Exclude any images and output the remaining records exactly.

[BEGIN RECORDS FOR THE EXERCISE]

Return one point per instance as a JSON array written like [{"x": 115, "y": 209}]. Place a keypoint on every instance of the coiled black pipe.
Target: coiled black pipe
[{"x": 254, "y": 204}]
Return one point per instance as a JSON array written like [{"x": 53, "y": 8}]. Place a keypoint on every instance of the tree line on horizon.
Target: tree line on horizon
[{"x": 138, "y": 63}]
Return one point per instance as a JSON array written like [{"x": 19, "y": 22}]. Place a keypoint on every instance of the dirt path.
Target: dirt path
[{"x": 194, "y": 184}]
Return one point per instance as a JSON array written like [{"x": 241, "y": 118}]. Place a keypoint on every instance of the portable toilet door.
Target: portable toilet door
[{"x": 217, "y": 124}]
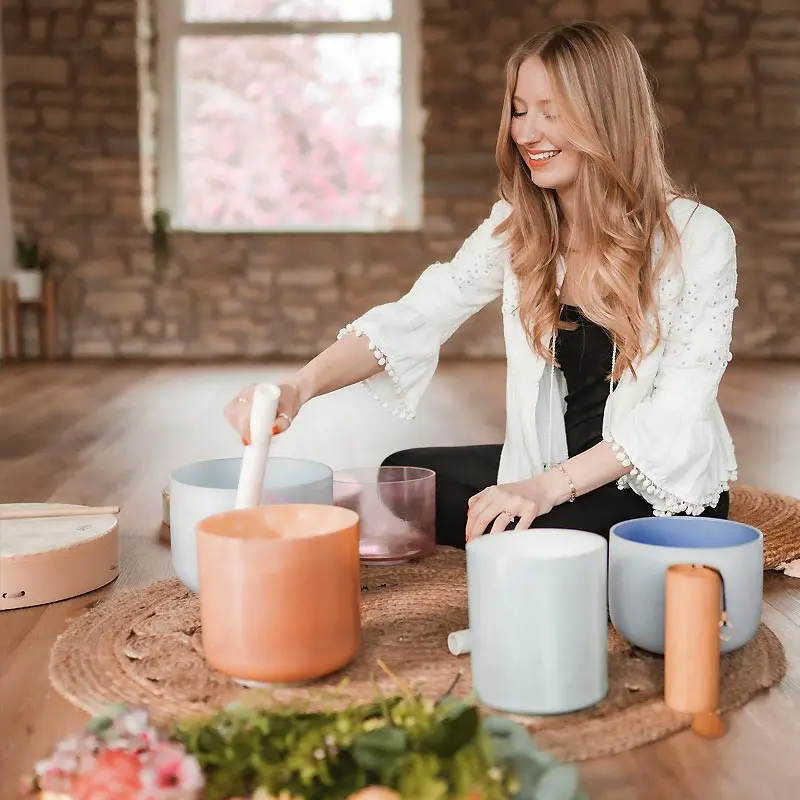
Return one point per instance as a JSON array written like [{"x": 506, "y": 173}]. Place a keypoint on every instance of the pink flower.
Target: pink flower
[{"x": 171, "y": 773}]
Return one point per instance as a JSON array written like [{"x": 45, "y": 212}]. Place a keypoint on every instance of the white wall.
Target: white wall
[{"x": 6, "y": 234}]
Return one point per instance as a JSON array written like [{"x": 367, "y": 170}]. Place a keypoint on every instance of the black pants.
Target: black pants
[{"x": 462, "y": 472}]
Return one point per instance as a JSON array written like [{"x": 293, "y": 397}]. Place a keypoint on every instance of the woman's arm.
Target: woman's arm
[
  {"x": 663, "y": 446},
  {"x": 393, "y": 349}
]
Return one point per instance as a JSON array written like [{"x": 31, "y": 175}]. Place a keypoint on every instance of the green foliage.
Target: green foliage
[{"x": 421, "y": 749}]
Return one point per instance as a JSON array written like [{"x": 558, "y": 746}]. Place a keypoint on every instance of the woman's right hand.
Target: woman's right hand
[{"x": 238, "y": 410}]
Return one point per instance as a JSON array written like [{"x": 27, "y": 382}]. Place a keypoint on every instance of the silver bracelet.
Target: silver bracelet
[{"x": 572, "y": 491}]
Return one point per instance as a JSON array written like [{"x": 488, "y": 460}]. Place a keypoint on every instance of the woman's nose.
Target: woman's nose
[{"x": 530, "y": 135}]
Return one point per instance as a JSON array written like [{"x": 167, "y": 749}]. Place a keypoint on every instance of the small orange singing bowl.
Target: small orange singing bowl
[{"x": 280, "y": 592}]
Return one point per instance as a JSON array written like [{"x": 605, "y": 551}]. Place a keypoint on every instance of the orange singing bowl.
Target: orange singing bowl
[{"x": 279, "y": 592}]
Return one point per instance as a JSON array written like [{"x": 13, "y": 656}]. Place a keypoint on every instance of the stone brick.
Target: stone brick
[
  {"x": 786, "y": 67},
  {"x": 725, "y": 70},
  {"x": 685, "y": 48},
  {"x": 115, "y": 305},
  {"x": 56, "y": 119},
  {"x": 42, "y": 70}
]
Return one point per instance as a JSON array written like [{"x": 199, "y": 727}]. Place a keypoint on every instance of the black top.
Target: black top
[{"x": 584, "y": 356}]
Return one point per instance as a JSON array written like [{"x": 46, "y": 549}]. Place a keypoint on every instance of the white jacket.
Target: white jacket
[{"x": 666, "y": 422}]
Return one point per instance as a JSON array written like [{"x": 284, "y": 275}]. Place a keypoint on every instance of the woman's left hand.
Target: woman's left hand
[{"x": 524, "y": 501}]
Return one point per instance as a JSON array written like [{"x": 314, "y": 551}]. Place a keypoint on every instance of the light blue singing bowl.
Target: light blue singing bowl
[{"x": 641, "y": 550}]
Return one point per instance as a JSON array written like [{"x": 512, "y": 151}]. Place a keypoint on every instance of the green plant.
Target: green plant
[
  {"x": 29, "y": 256},
  {"x": 160, "y": 238}
]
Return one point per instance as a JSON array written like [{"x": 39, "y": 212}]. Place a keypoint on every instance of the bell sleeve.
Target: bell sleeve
[
  {"x": 670, "y": 438},
  {"x": 407, "y": 335}
]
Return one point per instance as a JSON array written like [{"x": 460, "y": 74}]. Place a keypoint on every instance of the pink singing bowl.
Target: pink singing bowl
[{"x": 280, "y": 592}]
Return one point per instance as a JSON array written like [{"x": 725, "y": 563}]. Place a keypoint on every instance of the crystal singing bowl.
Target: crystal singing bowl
[
  {"x": 209, "y": 487},
  {"x": 396, "y": 508},
  {"x": 279, "y": 592}
]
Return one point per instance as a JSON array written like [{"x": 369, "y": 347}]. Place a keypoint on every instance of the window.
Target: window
[{"x": 290, "y": 115}]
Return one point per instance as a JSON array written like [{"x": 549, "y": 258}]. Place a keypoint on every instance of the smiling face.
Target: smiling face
[{"x": 537, "y": 132}]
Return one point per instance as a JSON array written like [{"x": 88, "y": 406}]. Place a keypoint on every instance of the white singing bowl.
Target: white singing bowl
[{"x": 206, "y": 488}]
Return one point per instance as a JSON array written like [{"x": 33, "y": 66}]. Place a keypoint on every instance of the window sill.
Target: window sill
[{"x": 316, "y": 231}]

[END RECORDS FOR THE EXERCISE]

■ **SOLUTION TO THE PROBLEM**
Return one point per instance as a JSON array written like [{"x": 115, "y": 209}]. Place a keypoint on every instance of the coiled black pipe.
Target: coiled black pipe
[{"x": 254, "y": 204}]
Return one point per instance as a JSON array written like [{"x": 53, "y": 8}]. Place a keypoint on every instance of the tree line on horizon.
Target: tree line on horizon
[{"x": 138, "y": 63}]
Return one point per instance as a JSON array written like [{"x": 19, "y": 22}]. Place a keypoint on every instance of the dirt path.
Target: dirt path
[{"x": 194, "y": 184}]
Return one point per instance as a JSON array written like [{"x": 241, "y": 118}]. Place a keypoint on every instance of the portable toilet door.
Target: portable toilet door
[{"x": 217, "y": 124}]
Return one point per instance as a JSON array written like [{"x": 506, "y": 173}]. Place a keypoint on every instance of the pink flower.
Target: pink flower
[{"x": 171, "y": 773}]
Return one point per instance as a JSON array written like [{"x": 45, "y": 212}]. Place a keypoint on every instance of the white wall.
Target: white wall
[{"x": 6, "y": 234}]
Return one point per instance as a JSON array written like [{"x": 367, "y": 170}]. Place a keypoint on every instance of the black pants.
Target: black pants
[{"x": 462, "y": 472}]
Return one point per instance as a JSON array written like [{"x": 293, "y": 397}]. Place a keypoint on every instance of the woman's arm.
Target: woman's arm
[
  {"x": 663, "y": 446},
  {"x": 393, "y": 349}
]
Return one point per instance as a JSON array written like [{"x": 31, "y": 175}]. Place a keypoint on every instance of the green foliage.
Target: green foliage
[{"x": 421, "y": 749}]
Return one point per instance as a JSON array written like [{"x": 558, "y": 746}]. Place a keypoint on every instance of the woman's right hand.
Target: woman's right hand
[{"x": 238, "y": 410}]
Return one point per instance as a JSON array written like [{"x": 27, "y": 382}]. Place a keypoint on every instance of the silver bracelet.
Target: silver bracelet
[{"x": 572, "y": 491}]
Return one point per instance as a JSON array written like [{"x": 488, "y": 460}]. Place a keypoint on every instance of the woman's nose.
Target: woman's nose
[{"x": 530, "y": 135}]
Return one point per instance as a JSON array written like [{"x": 167, "y": 749}]. Place a keypoint on every instance of the small orange singing bowl.
Target: small orange singing bowl
[{"x": 280, "y": 592}]
Return one point per instance as a JSON array written like [{"x": 605, "y": 551}]. Place a keypoint on every instance of the orange singing bowl.
Target: orange singing bowl
[{"x": 279, "y": 592}]
Return one point per instance as a JSON array written like [{"x": 13, "y": 656}]. Place a keypoint on every instance of the stone brick.
Target: stone brick
[
  {"x": 786, "y": 67},
  {"x": 725, "y": 70},
  {"x": 685, "y": 48},
  {"x": 115, "y": 305},
  {"x": 56, "y": 119},
  {"x": 42, "y": 70}
]
Return one point per instance as a JSON array written like [{"x": 199, "y": 727}]. Place a keypoint on every instance of the black top.
Target: black top
[{"x": 584, "y": 356}]
Return one point per instance as a JSON array written like [{"x": 46, "y": 549}]. Place a keypoint on every instance of the white jacket.
Target: white jacket
[{"x": 666, "y": 422}]
Return one point per instance as a JSON array written like [{"x": 284, "y": 275}]. Place a keypoint on every instance of the woman's left hand.
Target: woman's left hand
[{"x": 524, "y": 501}]
Return one point per instance as a JSON array written like [{"x": 314, "y": 551}]. Place a keypoint on every instance of the light blue singing bowl.
Target: light blue singing bowl
[{"x": 641, "y": 550}]
Return one point per instance as a JSON array written like [{"x": 512, "y": 151}]. Place a keypoint on every instance of the green plant.
Target: green plant
[
  {"x": 29, "y": 256},
  {"x": 160, "y": 238}
]
Return one point per instance as a JSON array written like [{"x": 39, "y": 212}]. Place a keypoint on every instance of the bell sleeve.
Target: bell sleeve
[
  {"x": 670, "y": 438},
  {"x": 407, "y": 335}
]
Return one point per instance as a JSON array written like [{"x": 460, "y": 74}]. Place a keypoint on every instance of the pink singing bowl.
Target: pink singing bowl
[{"x": 280, "y": 592}]
Return one point per instance as a JSON array written like [{"x": 725, "y": 563}]. Place a keypoint on every instance of the crystal singing bowl.
Target: crystal singing bowl
[
  {"x": 209, "y": 487},
  {"x": 396, "y": 508},
  {"x": 279, "y": 592}
]
Return one point per instance as a JSON array written like [{"x": 369, "y": 347}]. Place a keypoint on every instance of the window.
Target: window
[{"x": 290, "y": 115}]
Return one point per instance as a JSON array written like [{"x": 549, "y": 258}]. Place a keypoint on every instance of the smiling face.
Target: smiling face
[{"x": 537, "y": 132}]
Return one point per instance as a JSON array written like [{"x": 88, "y": 406}]. Place a keypoint on every instance of the white singing bowl.
Target: white singing bowl
[{"x": 206, "y": 488}]
Return one point per instance as a JSON array written like [{"x": 33, "y": 66}]. Place a keypoint on every instance of the window sill.
Target: window sill
[{"x": 316, "y": 231}]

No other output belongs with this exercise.